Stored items
* * * * * * *

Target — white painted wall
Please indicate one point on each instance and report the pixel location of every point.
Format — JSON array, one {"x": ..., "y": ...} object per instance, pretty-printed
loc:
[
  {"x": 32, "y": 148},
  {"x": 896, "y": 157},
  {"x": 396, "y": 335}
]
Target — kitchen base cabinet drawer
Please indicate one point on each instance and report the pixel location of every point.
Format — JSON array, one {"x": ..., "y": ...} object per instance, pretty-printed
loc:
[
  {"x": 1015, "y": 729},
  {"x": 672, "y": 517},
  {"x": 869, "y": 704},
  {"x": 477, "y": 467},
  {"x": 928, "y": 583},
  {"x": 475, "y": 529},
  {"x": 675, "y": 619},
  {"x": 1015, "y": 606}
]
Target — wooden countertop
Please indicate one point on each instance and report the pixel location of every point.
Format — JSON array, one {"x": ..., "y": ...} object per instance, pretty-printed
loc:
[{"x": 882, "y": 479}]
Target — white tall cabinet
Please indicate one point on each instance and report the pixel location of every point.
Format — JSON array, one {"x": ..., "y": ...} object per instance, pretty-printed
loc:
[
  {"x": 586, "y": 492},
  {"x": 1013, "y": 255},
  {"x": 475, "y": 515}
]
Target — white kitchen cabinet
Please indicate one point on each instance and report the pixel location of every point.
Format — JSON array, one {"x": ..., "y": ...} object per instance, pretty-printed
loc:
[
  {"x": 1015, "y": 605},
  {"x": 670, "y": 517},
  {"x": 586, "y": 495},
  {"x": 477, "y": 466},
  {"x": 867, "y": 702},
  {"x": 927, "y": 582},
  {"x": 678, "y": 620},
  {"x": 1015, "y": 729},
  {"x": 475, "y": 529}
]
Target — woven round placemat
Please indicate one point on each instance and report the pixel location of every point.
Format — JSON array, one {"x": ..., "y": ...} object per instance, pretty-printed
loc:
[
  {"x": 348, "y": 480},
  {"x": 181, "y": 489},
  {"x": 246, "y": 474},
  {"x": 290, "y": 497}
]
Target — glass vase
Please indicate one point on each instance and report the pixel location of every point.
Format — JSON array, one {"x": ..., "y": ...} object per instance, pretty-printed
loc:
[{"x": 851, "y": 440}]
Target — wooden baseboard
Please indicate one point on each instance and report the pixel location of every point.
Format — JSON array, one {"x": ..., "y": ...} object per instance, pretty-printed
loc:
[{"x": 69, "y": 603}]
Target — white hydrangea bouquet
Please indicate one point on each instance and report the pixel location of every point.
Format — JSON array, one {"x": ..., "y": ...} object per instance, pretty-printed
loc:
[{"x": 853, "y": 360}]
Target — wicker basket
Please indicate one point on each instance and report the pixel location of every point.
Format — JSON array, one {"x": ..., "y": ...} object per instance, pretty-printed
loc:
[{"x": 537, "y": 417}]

* * * * * * *

### Task to carry out
Return each entry without altering a single word.

### Task answer
Target — white painted wall
Please indicate one point on each instance and report the pixel location of every point.
Format — JSON array, one {"x": ..., "y": ...} object per instance, pretty-printed
loc:
[
  {"x": 32, "y": 148},
  {"x": 896, "y": 157},
  {"x": 396, "y": 335}
]
Target — kitchen base cabinet drawer
Please indicate one point on each instance and report the pixel location of every point.
Format — JSON array, one {"x": ..., "y": ...} object per instance, pretty-printed
loc:
[
  {"x": 1015, "y": 729},
  {"x": 672, "y": 517},
  {"x": 869, "y": 704},
  {"x": 477, "y": 467},
  {"x": 928, "y": 583},
  {"x": 475, "y": 529},
  {"x": 675, "y": 619},
  {"x": 1015, "y": 606}
]
Target — wooden countertop
Please indicate one point on each instance and report the pixel location of every point.
Format — JSON array, one {"x": ..., "y": ...} object per instance, pretty-printed
loc:
[{"x": 882, "y": 479}]
Target — white tall cabinet
Please indicate one point on each instance and report the pixel location of every point.
Format — JSON array, one {"x": ..., "y": ...} object per instance, pretty-printed
loc:
[
  {"x": 586, "y": 492},
  {"x": 1013, "y": 255},
  {"x": 475, "y": 515}
]
Target — white kitchen cabinet
Please indicate one point on each instance and report the pixel location of every point.
Format — JSON array, one {"x": ..., "y": ...} object per instance, pretty-printed
loc:
[
  {"x": 1015, "y": 605},
  {"x": 670, "y": 517},
  {"x": 586, "y": 495},
  {"x": 477, "y": 466},
  {"x": 867, "y": 702},
  {"x": 927, "y": 582},
  {"x": 678, "y": 620},
  {"x": 1015, "y": 729},
  {"x": 475, "y": 529}
]
Target — woven round placemat
Please indicate one point on each instance and report the pixel location of every point.
Format — JSON array, one {"x": ..., "y": ...} object per instance, pretty-printed
loc:
[
  {"x": 348, "y": 480},
  {"x": 181, "y": 489},
  {"x": 246, "y": 474},
  {"x": 290, "y": 497}
]
Target — glass vase
Please indicate one point on each instance and report the pixel location of every point.
Format — JSON array, one {"x": ..., "y": ...} object per instance, pretty-printed
loc:
[{"x": 851, "y": 440}]
Target — wooden baseboard
Please indicate one point on each instance and report the pixel location of every point.
Format — JSON array, one {"x": ..., "y": ...} object per instance, pretty-printed
loc:
[{"x": 69, "y": 603}]
Target — white hydrangea bouquet
Please indicate one point on each instance and report the pixel location of every point.
Format — JSON array, one {"x": ..., "y": ...} object per instance, pretty-printed
loc:
[{"x": 853, "y": 360}]
Target — wicker basket
Please indicate one point on each instance and report the pixel location of every point.
Format — JSON array, one {"x": ..., "y": ...} object per instance, pretty-printed
loc:
[{"x": 537, "y": 417}]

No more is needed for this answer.